Your answer should hold only the line containing "Each instance of the ear" and each line that follows it in the listing, copied exactly.
START DATASET
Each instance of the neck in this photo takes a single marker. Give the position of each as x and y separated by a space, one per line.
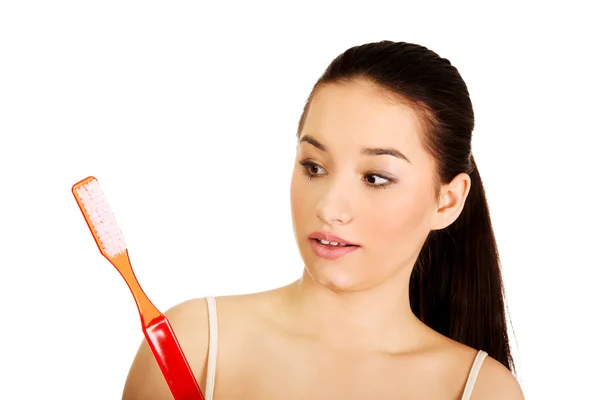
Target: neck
379 318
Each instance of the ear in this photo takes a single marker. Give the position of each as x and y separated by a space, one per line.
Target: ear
451 201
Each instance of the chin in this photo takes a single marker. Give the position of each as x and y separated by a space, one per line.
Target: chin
336 277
END DATASET
● **ANSWER FOR THIS EXERCISE**
Each instance of the ear in this photo takes a single marker. Give the position of each as x and y separated by a space, one per line.
Target: ear
451 201
Each instance of the chin in this photo takes a single marker. Give the position of each as x and y separated by a space, one per line.
Target: chin
336 277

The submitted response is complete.